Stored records
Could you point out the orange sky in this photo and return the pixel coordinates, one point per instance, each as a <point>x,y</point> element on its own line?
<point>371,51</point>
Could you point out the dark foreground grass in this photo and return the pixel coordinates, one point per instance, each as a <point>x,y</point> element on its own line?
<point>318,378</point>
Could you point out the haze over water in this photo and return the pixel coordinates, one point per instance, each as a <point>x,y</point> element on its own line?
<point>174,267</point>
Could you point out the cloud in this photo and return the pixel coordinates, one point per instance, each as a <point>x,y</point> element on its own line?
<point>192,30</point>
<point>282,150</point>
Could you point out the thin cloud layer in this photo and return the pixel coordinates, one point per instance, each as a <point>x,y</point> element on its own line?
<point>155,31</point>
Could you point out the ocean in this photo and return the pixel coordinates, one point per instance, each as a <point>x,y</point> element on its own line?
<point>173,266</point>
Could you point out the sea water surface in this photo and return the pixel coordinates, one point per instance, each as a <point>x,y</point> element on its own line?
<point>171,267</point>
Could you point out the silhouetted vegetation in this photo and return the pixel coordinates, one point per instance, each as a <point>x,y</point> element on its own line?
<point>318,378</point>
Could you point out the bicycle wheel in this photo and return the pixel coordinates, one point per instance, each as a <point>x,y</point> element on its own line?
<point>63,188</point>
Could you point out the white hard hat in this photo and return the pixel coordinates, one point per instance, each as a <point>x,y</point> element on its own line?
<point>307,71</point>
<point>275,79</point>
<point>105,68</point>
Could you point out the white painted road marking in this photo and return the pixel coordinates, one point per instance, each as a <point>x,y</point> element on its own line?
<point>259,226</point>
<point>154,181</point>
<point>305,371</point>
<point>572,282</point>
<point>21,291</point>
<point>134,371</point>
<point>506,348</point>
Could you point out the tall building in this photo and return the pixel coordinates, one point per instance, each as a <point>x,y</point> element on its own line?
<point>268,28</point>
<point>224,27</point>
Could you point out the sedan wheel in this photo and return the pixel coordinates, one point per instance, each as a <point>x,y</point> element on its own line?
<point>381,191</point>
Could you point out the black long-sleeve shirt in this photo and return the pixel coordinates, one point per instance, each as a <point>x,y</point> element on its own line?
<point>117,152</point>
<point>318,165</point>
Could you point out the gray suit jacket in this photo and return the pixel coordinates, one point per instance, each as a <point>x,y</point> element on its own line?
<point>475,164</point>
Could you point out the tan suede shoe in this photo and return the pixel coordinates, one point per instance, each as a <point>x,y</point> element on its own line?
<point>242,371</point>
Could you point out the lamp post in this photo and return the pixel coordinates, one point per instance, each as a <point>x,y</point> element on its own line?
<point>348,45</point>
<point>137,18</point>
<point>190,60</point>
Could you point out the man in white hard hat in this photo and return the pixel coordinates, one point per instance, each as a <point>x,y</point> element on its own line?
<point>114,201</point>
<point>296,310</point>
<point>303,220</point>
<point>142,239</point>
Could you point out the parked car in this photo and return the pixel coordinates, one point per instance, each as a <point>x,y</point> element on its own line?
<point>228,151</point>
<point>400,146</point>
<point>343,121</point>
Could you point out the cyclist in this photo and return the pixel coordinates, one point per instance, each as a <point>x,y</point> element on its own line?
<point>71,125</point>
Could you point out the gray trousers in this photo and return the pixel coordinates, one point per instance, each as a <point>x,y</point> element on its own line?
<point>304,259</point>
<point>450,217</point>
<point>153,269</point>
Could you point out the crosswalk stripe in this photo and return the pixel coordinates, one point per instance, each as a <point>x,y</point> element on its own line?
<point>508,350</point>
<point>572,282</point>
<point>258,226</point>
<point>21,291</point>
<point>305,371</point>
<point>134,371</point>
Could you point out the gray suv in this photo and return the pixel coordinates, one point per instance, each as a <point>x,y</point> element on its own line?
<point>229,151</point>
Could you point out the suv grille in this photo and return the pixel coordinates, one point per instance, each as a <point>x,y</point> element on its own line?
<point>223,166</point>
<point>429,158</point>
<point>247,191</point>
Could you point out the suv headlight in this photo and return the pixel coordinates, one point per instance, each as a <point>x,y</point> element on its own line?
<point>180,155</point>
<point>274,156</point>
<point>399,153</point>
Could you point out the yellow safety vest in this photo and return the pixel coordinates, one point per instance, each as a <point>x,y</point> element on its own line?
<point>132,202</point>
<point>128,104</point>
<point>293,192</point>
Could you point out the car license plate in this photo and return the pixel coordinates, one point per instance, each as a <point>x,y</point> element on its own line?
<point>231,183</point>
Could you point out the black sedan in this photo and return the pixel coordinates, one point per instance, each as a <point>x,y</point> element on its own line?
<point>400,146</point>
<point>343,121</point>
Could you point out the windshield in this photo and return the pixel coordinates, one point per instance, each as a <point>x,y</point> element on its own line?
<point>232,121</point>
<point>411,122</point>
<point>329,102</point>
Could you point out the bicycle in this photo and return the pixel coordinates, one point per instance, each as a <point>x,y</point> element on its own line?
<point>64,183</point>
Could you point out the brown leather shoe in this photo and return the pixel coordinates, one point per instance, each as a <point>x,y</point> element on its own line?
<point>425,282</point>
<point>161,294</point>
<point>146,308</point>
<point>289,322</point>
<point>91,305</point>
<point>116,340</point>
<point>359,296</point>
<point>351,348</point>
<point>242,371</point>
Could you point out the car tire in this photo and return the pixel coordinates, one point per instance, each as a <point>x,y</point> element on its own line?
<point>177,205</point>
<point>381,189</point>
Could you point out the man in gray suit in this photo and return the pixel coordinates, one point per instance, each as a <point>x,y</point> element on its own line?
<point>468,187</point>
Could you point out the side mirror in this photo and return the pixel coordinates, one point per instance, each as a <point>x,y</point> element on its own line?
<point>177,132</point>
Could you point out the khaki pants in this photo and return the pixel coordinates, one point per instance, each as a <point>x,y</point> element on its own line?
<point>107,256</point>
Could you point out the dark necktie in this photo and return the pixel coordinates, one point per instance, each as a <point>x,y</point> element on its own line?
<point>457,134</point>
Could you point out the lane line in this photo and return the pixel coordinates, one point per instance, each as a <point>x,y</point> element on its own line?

» **WORK TO BE COMPLETED**:
Return the entries in full, keeping every line exactly as it is.

» **FINAL ANSWER**:
Could you point out the orange sky in this photo and return the pixel coordinates, one point per instance, each as a <point>x,y</point> element on its own line?
<point>371,51</point>
Could you point out the dark foreground grass in this photo and return the pixel coordinates, one point per instance, each as a <point>x,y</point> element on its own line?
<point>318,378</point>
Could you point out the haze over water in this photo and return the pixel coordinates, one point per instance, each as a <point>x,y</point> element on its own line?
<point>174,267</point>
Could you point out the cloud in this photo and return the pixel coordinates, one point per instance, each as a <point>x,y</point> element on its own line?
<point>192,30</point>
<point>282,150</point>
Could you point out the thin cloud layer in this photo and return the pixel coordinates, one point per instance, each as a <point>x,y</point> element on its own line?
<point>155,31</point>
Could you point out the ocean in this photo and return the pixel coordinates, one point per instance, each as a <point>x,y</point> element on its own line?
<point>173,266</point>
Could you point out the sea water surface in this photo and return the pixel coordinates, one point per instance, each as a <point>x,y</point> element on its own line?
<point>171,267</point>
Could you point out the silhouetted vegetation in this photo and return the pixel coordinates, one point per instance, each as a <point>x,y</point> element on its own line?
<point>318,378</point>
Could you point out the bicycle wheel in this photo and return the pixel coordinates, one point per instance, each as a <point>x,y</point> element on its own line?
<point>63,188</point>
Could you point out the white hard hat in this photo and return the pixel coordinates, one point per instance, each as a <point>x,y</point> element on its own line?
<point>307,71</point>
<point>275,79</point>
<point>105,68</point>
Could you point out the white painted road marking in this photo and return the pixel coordinates, one point per instance, each as a <point>x,y</point> element on its own line?
<point>259,226</point>
<point>154,181</point>
<point>305,371</point>
<point>572,282</point>
<point>21,291</point>
<point>134,371</point>
<point>506,348</point>
Could you point out the tall building in this photo and return the pixel coordinates, one point per instance, each as a <point>x,y</point> element on its own line?
<point>268,28</point>
<point>224,27</point>
Could you point out the sedan wheel in this photo and return the pixel coordinates, one point per instance, each as a <point>x,y</point> element on its own line?
<point>381,191</point>
Could you point out the black long-sleeve shirt in this photo and return the pixel coordinates, one point per instance, each as a <point>x,y</point> element on its own line?
<point>117,152</point>
<point>318,165</point>
Could you point out the gray suit jacket in this photo and return the pixel coordinates, one point per instance, each as a <point>x,y</point> element on its own line?
<point>475,164</point>
Could you point out the tan suede shoe in this photo and return the pixel coordinates, one point per instance, each as a <point>x,y</point> element on its own line?
<point>242,371</point>
Could you point out the lamp post in this photo and return the pixel coordinates, one point per instance, each as a <point>x,y</point> element on its own line?
<point>348,45</point>
<point>137,18</point>
<point>190,60</point>
Could you point out the man in white hard hat in this photo and return the pixel coordinates, one point per instance, each as a <point>x,y</point> element on its own line?
<point>114,201</point>
<point>296,310</point>
<point>303,220</point>
<point>142,239</point>
Could you point out the parked car in this photo and return the pixel coordinates, one point per instance, each as a <point>x,y</point> element on its own line?
<point>228,151</point>
<point>400,146</point>
<point>343,121</point>
Could you point out the cyclist in this photo and return the pixel coordinates, one point per instance, each as a <point>x,y</point> element on its own line?
<point>71,125</point>
Could you point out the gray trousers in this photo and return the pixel coordinates, one point per instance, each as a <point>x,y</point> element on its own line?
<point>304,259</point>
<point>450,217</point>
<point>153,269</point>
Could you point out the crosswalk stripe in this photo and return the pixel coordinates, one point per instance, each as a <point>x,y</point> element on its own line?
<point>508,350</point>
<point>572,282</point>
<point>258,226</point>
<point>21,291</point>
<point>305,371</point>
<point>134,371</point>
Could you point out the gray suv in this photo and return the pixel coordinates, one point per instance, each as a <point>x,y</point> element on its own line?
<point>229,151</point>
Could you point out the suv grille in this photo and return the pixel coordinates, one point per instance, each as a <point>x,y</point> element on its own line?
<point>223,166</point>
<point>429,158</point>
<point>247,191</point>
Could you point out the suv headlight in this photo and return the pixel coordinates, one point per instance, each as a <point>x,y</point> element on its own line?
<point>180,155</point>
<point>274,156</point>
<point>399,153</point>
Could you point out the yellow safety vest in this photo and return the pixel coordinates, one point per instance, each as a <point>x,y</point> element on its own line?
<point>132,202</point>
<point>128,104</point>
<point>293,192</point>
Could you point out the car license plate in this photo and return the pixel coordinates, one point per instance, each as a <point>x,y</point> element on its own line?
<point>231,183</point>
Could you point out the black sedan in this photo and return the pixel coordinates, one point per instance, each as a <point>x,y</point> element on its own line?
<point>400,146</point>
<point>343,121</point>
Could you point out the windshield in this photo and return the pixel coordinates, one point per instance, each as a <point>x,y</point> element on its own line?
<point>232,121</point>
<point>411,122</point>
<point>329,102</point>
Could you point out the bicycle in this photo and return the pixel coordinates, one point per instance, each as a <point>x,y</point> element on its own line?
<point>64,183</point>
Could you point out the brown leather shoe in this photo and return the pixel coordinates, one point per instance, each as a <point>x,y</point> element on its own line?
<point>425,282</point>
<point>161,294</point>
<point>146,308</point>
<point>289,322</point>
<point>91,305</point>
<point>116,340</point>
<point>359,296</point>
<point>351,348</point>
<point>242,371</point>
Could you point out the car tire in this photo and return the pixel coordinates, one point per instance, each as a <point>x,y</point> element on its own line?
<point>177,205</point>
<point>381,189</point>
Could you point out the man in gray suit in this photo and return the pixel coordinates, one point per instance, each as a <point>x,y</point> element on its own line?
<point>468,187</point>
Could you point out the side mirror in this photo and return the pixel coordinates, one point per instance, each as a <point>x,y</point> element on its own line?
<point>177,132</point>
Could you point out the khaki pants in this photo and return the pixel coordinates, one point per instance, each as a <point>x,y</point> element on its own line?
<point>107,256</point>
Could you point out the dark necktie in this photo and return the pixel coordinates, one point per instance, each as a <point>x,y</point> element on its own line?
<point>457,134</point>
Could you point out the lane line in this photo and return the pixel coordinates, one point per instance, each as a <point>x,y</point> element on its own line?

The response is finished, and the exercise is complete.